| Do this |
In the records below, lay out the lines from the one containing "Give one point for each instance of the tailgate" through the one containing "(1005, 367)", inclusive, as a JSON list of strings with one string per line and blank lines omitted.

| Data rows |
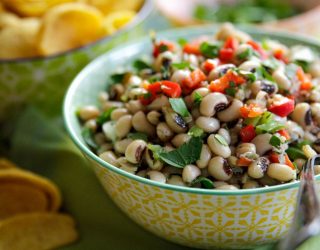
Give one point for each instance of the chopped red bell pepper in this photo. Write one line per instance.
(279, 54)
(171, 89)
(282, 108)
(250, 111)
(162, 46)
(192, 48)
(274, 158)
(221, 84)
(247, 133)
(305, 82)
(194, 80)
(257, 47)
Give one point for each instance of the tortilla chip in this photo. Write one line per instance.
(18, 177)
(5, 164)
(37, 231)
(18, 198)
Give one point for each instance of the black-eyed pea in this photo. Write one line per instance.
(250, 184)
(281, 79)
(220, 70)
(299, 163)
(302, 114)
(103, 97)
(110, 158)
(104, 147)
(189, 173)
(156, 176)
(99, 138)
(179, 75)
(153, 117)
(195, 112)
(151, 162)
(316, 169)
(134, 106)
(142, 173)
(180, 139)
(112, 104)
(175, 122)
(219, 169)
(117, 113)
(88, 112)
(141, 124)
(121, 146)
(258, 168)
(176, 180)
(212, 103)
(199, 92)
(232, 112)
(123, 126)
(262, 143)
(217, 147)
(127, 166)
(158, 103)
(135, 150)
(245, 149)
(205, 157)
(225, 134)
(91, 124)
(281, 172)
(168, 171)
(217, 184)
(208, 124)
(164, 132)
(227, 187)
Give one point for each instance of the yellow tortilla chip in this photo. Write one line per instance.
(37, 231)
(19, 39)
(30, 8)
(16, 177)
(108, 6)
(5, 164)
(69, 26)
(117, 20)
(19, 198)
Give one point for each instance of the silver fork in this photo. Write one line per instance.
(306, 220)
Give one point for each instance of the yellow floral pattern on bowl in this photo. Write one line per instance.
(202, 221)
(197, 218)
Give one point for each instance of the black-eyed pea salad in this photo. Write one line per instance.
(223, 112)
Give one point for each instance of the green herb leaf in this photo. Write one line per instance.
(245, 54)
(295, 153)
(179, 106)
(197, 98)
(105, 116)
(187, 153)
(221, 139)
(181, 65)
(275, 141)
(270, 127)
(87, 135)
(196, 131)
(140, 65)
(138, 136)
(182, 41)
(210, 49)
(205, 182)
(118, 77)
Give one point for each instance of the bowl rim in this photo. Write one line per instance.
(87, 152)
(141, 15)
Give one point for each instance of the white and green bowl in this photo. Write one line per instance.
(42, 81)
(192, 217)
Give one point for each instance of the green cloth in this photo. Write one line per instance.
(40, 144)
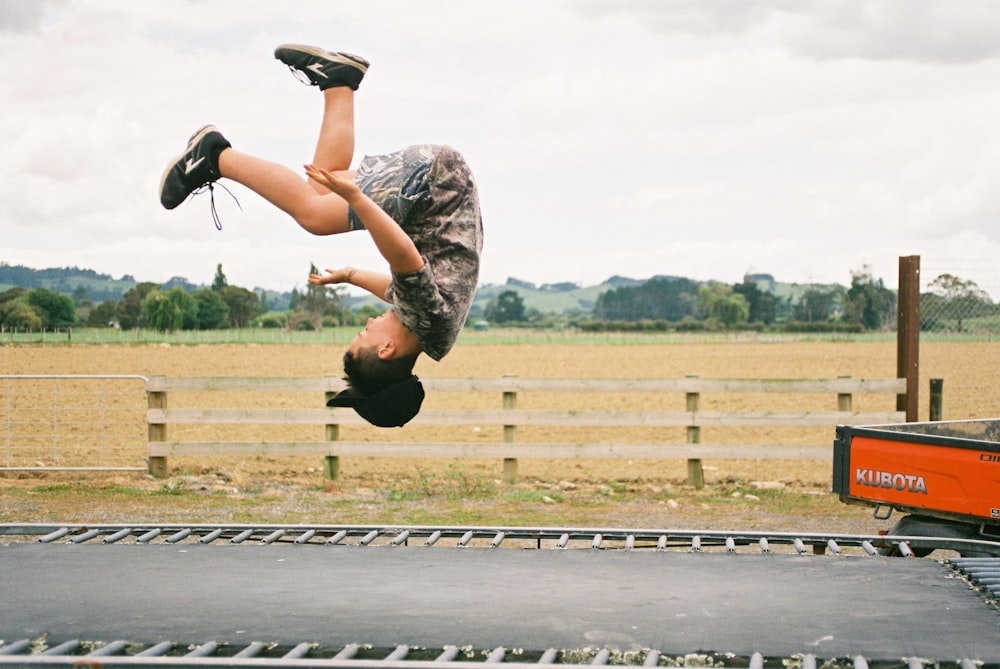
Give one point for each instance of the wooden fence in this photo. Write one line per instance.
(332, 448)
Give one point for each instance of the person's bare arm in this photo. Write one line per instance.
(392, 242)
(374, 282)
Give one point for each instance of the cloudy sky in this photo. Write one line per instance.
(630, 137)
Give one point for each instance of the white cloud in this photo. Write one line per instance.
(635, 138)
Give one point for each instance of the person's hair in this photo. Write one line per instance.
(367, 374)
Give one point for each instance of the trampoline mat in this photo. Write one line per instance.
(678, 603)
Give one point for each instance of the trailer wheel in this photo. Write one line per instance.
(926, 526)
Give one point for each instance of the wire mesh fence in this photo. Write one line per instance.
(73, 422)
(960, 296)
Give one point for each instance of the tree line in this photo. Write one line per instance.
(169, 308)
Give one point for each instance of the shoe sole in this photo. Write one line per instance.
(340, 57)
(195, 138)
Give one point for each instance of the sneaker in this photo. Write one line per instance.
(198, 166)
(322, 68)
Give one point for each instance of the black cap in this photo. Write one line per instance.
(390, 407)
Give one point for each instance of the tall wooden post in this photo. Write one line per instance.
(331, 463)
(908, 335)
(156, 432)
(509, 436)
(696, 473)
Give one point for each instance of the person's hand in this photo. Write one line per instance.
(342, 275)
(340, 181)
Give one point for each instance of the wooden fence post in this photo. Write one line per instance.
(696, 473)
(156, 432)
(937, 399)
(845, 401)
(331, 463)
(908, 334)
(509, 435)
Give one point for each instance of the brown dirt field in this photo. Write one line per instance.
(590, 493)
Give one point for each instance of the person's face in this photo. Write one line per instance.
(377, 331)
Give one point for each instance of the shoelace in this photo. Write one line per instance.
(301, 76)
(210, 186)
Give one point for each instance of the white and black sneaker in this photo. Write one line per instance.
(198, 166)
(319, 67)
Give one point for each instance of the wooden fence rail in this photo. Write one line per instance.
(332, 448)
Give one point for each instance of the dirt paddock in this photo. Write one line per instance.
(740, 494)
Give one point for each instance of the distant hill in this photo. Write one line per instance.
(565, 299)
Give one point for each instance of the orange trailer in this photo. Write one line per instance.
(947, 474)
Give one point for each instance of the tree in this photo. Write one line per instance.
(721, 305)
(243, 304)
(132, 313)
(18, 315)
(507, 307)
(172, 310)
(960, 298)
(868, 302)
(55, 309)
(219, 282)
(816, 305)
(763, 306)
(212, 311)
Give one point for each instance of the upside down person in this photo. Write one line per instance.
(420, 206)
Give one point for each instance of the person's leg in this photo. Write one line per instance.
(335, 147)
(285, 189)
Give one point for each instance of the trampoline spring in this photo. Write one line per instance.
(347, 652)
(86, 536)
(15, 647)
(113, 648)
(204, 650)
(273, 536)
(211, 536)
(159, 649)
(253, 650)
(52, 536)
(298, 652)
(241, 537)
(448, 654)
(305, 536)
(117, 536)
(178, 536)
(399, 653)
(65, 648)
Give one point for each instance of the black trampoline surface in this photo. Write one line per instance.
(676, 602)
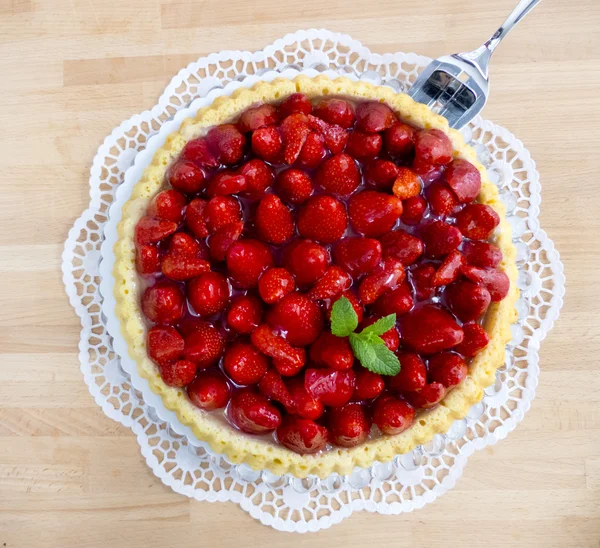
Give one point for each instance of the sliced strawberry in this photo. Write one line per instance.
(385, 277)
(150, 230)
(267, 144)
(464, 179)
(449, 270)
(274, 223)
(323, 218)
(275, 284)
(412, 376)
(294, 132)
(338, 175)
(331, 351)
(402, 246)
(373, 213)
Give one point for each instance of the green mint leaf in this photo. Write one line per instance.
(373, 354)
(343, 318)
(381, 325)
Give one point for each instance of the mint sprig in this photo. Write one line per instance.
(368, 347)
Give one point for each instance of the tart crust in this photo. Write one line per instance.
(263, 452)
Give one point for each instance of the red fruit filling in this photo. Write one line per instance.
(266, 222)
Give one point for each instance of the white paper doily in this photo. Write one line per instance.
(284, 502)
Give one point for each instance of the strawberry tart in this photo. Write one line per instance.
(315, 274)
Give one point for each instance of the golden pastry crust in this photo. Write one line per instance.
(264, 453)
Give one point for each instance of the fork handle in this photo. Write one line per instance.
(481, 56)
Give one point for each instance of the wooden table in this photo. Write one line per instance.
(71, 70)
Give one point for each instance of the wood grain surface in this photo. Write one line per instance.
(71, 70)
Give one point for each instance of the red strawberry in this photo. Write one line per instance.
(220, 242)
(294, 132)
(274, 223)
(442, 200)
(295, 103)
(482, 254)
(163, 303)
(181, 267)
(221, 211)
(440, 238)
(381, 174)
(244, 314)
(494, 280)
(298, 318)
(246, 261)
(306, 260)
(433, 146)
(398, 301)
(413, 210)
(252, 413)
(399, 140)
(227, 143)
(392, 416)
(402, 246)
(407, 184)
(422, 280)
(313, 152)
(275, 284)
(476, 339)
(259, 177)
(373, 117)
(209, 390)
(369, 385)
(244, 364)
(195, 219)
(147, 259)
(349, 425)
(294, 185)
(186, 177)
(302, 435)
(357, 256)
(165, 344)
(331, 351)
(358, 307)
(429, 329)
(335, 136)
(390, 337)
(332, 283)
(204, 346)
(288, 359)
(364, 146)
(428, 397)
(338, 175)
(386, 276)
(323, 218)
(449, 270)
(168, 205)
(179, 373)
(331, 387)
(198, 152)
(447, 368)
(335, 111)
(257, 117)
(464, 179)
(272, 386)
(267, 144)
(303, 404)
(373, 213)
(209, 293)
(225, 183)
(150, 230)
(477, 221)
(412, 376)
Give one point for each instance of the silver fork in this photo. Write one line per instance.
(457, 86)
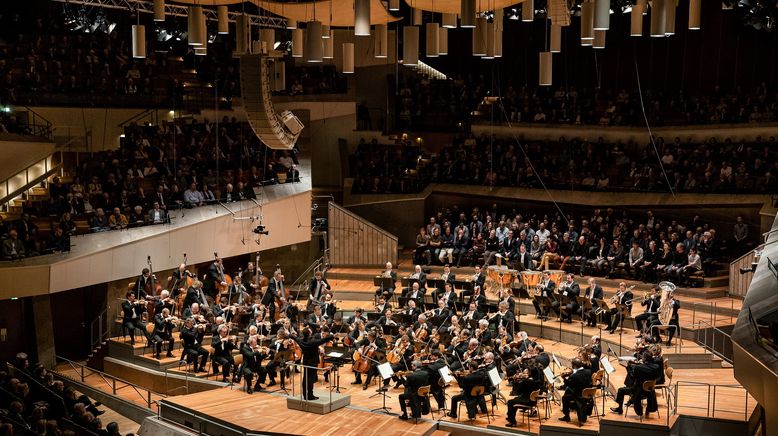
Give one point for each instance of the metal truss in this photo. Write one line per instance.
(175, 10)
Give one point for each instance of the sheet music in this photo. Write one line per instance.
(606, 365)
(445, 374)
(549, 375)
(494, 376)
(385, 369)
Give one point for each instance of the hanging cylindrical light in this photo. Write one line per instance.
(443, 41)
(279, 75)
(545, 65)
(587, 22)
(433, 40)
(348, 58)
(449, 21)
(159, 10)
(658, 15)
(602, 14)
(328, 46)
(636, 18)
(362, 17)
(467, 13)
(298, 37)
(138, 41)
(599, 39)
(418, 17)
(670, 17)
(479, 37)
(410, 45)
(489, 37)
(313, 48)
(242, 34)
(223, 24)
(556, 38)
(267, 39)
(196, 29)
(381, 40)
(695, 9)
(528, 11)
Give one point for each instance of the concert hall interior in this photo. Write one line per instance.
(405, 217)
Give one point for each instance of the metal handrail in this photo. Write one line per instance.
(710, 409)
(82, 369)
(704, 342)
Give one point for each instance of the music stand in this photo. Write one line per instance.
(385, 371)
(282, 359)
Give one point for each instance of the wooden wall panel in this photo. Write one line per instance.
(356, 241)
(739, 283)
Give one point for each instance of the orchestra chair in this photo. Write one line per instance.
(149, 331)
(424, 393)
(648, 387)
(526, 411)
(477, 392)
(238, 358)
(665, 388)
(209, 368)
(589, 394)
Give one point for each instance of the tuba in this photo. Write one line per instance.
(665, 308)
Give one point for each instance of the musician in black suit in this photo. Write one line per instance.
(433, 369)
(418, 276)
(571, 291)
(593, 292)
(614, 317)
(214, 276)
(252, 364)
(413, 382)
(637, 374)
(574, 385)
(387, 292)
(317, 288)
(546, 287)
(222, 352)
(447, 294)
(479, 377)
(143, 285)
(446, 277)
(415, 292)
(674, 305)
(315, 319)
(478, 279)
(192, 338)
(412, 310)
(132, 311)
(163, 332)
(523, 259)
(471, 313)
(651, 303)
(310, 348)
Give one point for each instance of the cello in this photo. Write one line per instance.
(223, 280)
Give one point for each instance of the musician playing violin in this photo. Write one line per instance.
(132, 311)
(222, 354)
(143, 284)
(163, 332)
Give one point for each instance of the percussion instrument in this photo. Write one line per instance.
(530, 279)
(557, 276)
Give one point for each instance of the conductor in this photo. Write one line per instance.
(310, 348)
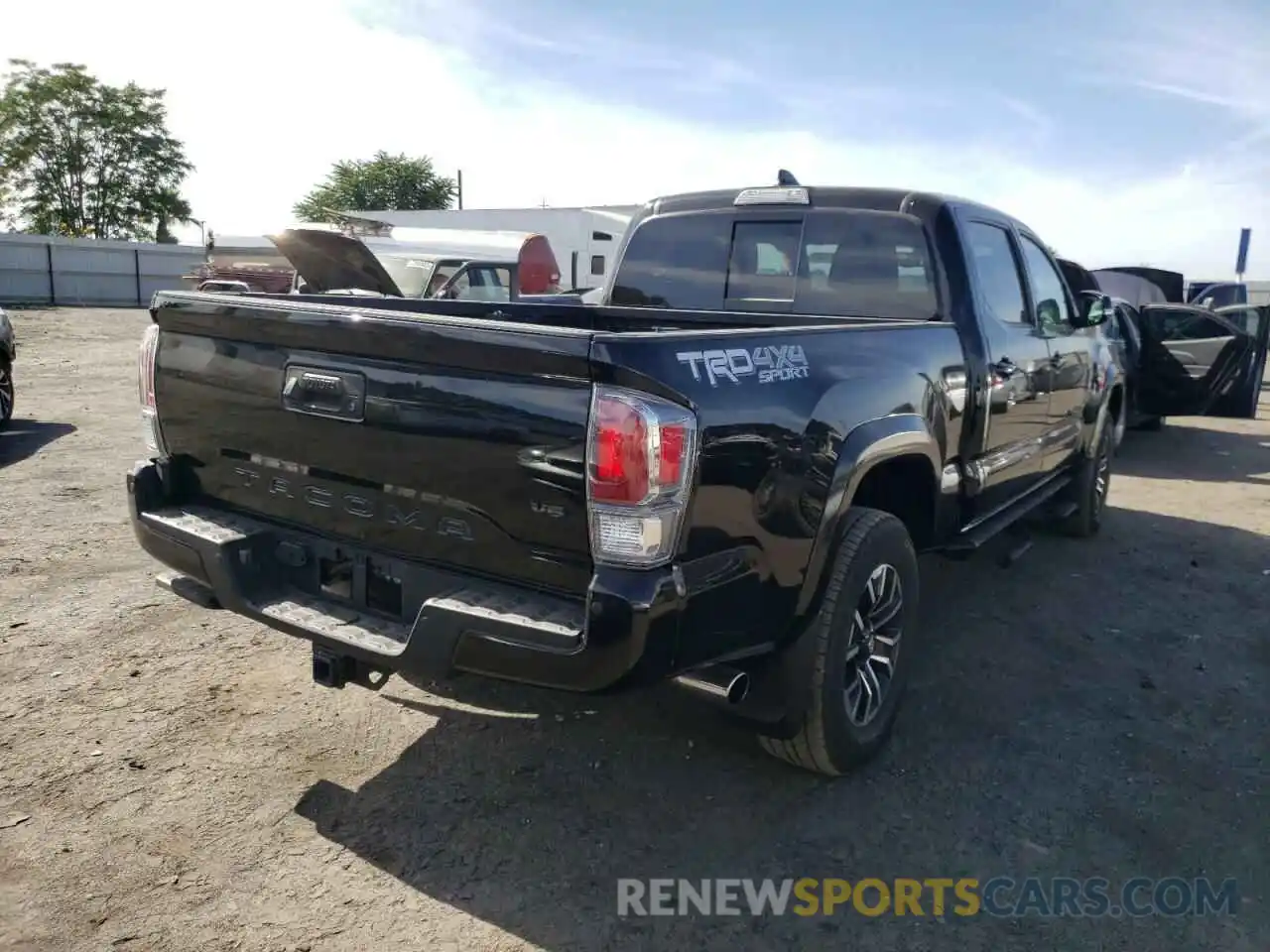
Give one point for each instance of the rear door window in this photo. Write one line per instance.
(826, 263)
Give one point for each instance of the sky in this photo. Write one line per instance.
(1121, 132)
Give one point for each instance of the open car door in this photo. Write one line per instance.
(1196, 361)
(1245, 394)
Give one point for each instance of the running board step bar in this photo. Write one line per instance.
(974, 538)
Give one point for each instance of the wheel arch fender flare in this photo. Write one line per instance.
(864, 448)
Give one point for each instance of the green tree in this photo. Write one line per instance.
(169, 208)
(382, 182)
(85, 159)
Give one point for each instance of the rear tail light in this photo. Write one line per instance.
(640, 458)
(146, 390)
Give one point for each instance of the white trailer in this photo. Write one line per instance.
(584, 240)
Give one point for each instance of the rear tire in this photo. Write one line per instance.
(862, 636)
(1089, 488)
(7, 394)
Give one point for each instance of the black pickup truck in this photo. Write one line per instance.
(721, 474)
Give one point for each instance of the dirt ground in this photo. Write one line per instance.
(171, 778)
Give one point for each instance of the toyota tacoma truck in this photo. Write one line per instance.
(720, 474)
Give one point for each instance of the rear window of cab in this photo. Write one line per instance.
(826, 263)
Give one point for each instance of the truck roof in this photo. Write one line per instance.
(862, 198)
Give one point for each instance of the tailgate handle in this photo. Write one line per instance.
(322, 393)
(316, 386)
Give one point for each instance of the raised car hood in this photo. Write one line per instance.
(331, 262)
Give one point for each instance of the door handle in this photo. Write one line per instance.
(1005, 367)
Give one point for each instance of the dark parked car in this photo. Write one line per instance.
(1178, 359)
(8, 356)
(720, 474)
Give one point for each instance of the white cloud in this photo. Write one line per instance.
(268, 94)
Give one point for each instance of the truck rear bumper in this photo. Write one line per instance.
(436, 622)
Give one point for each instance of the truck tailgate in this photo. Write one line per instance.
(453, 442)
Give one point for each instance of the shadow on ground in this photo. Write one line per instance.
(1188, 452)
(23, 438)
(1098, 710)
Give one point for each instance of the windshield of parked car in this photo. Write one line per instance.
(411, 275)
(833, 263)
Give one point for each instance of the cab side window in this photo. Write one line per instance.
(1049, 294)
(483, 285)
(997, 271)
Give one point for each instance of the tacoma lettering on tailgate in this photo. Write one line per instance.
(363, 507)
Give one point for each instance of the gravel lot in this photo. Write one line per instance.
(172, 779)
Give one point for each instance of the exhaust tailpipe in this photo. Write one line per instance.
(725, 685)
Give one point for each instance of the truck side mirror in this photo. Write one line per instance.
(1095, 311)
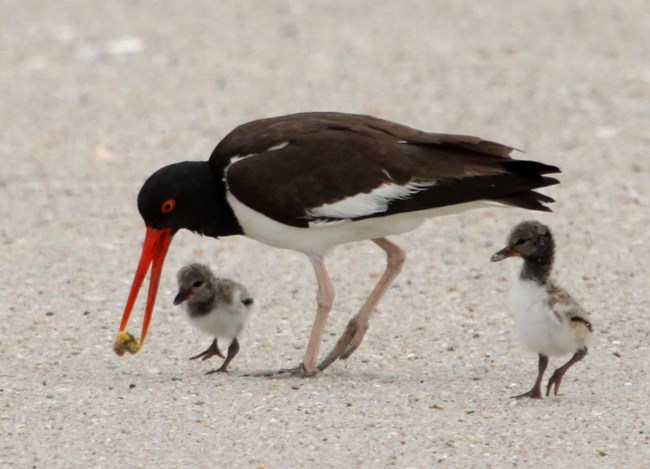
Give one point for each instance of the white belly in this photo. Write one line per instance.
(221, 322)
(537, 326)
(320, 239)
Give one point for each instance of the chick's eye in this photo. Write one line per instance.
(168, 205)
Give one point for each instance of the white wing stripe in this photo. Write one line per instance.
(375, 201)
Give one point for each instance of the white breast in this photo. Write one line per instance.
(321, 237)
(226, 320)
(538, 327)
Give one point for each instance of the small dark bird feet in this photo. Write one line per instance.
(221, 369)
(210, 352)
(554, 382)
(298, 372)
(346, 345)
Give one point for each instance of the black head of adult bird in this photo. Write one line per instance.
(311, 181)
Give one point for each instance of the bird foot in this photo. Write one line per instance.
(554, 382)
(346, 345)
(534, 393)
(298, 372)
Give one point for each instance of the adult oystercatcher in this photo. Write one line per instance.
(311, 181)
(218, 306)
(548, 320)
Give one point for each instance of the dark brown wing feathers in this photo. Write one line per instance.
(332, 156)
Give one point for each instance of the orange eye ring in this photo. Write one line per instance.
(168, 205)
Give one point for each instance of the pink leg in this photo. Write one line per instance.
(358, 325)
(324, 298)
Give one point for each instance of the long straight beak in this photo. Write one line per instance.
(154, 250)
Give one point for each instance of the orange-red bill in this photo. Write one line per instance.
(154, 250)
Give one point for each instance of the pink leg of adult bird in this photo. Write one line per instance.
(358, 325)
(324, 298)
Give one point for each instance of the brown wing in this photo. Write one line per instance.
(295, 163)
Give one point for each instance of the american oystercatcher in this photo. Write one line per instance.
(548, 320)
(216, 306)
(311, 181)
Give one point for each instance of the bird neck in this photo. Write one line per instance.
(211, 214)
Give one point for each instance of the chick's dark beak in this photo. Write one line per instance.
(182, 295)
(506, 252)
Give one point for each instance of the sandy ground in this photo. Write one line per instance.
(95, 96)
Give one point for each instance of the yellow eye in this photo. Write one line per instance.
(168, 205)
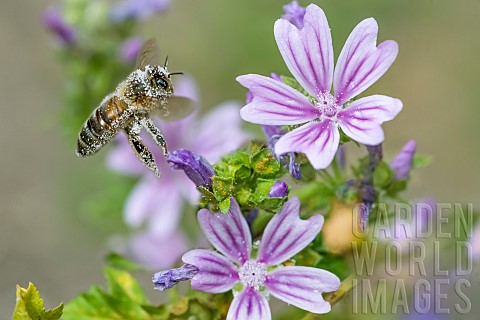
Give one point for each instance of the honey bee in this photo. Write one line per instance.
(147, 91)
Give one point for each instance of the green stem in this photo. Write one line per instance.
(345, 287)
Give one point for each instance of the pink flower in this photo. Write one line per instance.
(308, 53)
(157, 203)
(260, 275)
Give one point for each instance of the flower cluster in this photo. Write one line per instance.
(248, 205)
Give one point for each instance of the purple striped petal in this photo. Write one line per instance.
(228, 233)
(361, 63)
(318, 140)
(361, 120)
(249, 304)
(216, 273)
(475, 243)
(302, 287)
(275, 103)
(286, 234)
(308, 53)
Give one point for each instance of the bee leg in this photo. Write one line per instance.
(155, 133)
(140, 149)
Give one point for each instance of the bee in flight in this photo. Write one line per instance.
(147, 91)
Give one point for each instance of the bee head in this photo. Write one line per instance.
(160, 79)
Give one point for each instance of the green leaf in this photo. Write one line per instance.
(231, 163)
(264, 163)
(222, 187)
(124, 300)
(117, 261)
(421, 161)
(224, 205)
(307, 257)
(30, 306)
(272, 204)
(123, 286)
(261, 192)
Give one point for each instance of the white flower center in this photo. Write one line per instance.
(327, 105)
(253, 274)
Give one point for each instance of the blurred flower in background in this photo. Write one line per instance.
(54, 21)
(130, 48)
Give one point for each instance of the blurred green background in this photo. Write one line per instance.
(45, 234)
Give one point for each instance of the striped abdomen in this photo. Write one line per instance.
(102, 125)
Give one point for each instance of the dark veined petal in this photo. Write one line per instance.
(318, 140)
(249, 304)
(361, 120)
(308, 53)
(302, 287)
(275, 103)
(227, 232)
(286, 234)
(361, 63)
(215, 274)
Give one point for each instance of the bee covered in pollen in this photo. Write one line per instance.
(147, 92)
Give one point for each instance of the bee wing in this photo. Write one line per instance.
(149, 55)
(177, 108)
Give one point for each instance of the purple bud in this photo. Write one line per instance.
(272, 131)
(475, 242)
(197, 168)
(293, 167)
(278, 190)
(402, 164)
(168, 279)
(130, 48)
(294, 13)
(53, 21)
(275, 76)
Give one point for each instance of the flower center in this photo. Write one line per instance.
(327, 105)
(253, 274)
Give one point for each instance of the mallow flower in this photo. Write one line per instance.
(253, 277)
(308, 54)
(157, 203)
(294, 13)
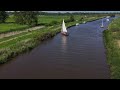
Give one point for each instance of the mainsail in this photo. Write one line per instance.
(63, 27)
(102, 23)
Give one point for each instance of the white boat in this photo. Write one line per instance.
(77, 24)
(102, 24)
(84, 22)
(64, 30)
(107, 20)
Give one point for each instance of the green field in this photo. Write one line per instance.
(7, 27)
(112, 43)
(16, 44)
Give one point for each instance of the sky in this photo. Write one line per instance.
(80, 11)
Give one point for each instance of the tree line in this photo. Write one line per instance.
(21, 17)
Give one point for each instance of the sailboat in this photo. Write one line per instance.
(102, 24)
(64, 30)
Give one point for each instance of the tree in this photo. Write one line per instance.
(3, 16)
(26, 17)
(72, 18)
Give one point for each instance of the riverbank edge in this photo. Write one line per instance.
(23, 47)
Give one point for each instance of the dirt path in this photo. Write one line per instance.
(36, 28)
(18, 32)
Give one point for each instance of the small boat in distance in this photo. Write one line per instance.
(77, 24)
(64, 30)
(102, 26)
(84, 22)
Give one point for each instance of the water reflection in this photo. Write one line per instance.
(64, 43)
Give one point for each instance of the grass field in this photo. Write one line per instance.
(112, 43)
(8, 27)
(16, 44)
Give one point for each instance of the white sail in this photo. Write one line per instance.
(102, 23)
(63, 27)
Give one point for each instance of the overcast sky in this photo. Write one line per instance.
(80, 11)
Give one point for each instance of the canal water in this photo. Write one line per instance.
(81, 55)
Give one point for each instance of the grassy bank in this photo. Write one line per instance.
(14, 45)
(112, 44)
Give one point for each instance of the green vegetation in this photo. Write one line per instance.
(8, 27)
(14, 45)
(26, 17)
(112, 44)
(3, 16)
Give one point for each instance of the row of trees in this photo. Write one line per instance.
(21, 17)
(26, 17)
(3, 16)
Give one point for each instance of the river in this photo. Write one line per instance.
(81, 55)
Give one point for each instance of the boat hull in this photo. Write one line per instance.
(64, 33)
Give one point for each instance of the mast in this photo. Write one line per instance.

| Exercise output |
[
  "Give one point for each instance of the tailgate handle in this photo. Write one line per instance.",
  "(322, 393)",
  "(316, 386)",
  "Give one point for each instance of the raised car hood in this photo. Write one line per instance.",
  "(331, 262)",
  "Give one point for each instance of the door handle in this photo. Write one line per instance.",
  "(1005, 367)"
]